> _Trecho da página_
+++
Um ponto interessante é que na biografia de Fernando Pessoa não é localizada a data da morte de Ricardo Reis. Mas o escritor brasileiro José Saramago em seu livro "A morte de Ricardo Reis" a situa em 1936.

Às vezes, quando penso em Fernando Pessoa, algo me liga ao filme "Fragmentado". Neste filme o personagem principal, Kevin (James McAvoy), possui 23 personalidades distintas. No caso do filme, Kevin tem o que a medicina chama de Transtorno dissociativo de personalidade. Este transtorno apresenta incapacidade de recordar eventos diários, informações pessoais importantes ou eventos traumáticos ou estressantes, todo os quais tipicamente não seriam normalmente perdidos com o esquecimento normal. A causa é quase invariavelmente trauma opressivo na infância. Mas está é uma área que a Psicanálise não pode atuar. 

Em essência a Psicanálise, ou melhor, seu método terapeutico age por meio de lembranças trazidas à tona, ou seja, um processo investigativo onde a lucidez das lembranças constroem um panorama e a partir daí o processo é estartado. Por esse motivo não temos objeto de estudo com uma pessoa com transtorno dissociativo de personalidade.
+++
> _Dados de entrada_
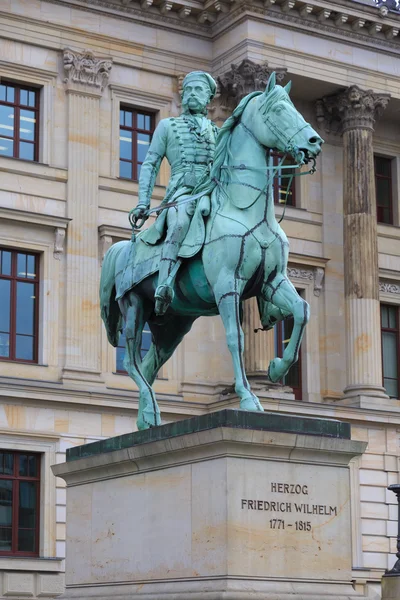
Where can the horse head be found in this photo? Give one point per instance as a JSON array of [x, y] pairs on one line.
+++
> _Tarefa A_
Reescreva o trecho sobre Fernando Pessoa de "Um ponto interessante" a "situa em 1936.", trocando "livro" por "romance".
> _Tarefa B_
Traduza para o inglês esta frase do trecho sobre Fernando Pessoa: "A causa é quase invariavelmente trauma opressivo na infância."
> _Tarefa C_
Por favor, escreva a continuação do trecho sobre Fernando Pessoa, começando logo após a última frase.
As linhas não têm relação com o trecho sobre Fernando Pessoa.

> _Resposta A_
Um ponto interessante é que na biografia de Fernando Pessoa não é localizada a data da morte de Ricardo Reis. Mas o escritor brasileiro José Saramago em seu romance "A morte de Ricardo Reis" a situa em 1936.

> _Resposta B_
The cause is almost invariably overwhelming trauma in childhood.

> _Resposta C_
Voltando a Fernando Pessoa, não acredito que ele tivesse esse transtorno. Acredito sim que ele foi um escritor genial, com um modo de pensar múltiplo, típico dos pensadores de sua época. 

Fernando Pessoa construiu 25 heterônimos, que são: Alberto Caeiro, Álvaro de Campos, Ricardo Reis, António Mora, Charles James Search, Alexander Search, António Seabra, Barão de Teive, Bernardo Soares, Carlos Otto, Charles Robert Anon, Coelho Pacheco, Faustino Antunes, Frederico Reis, Frederick Wyatt, Henry More, I. I. Crosse, Jean Seul, Joaquim Moura Costa, Maria José, Pantaleão, Pêro Botelho, Raphael Baldaya, Thomas Crosse e Vicente Guedes.

Assim, só um mestre na escrita como Fernando Pessoa, para construir heterônimos tão únicos.

Mais um mito desfeito, e dessa vez foi extremamente positivo pois pude ter o prazer em iniciar meu mergulho nas obras de Fernando Pessoa, e ele sim, foi vários!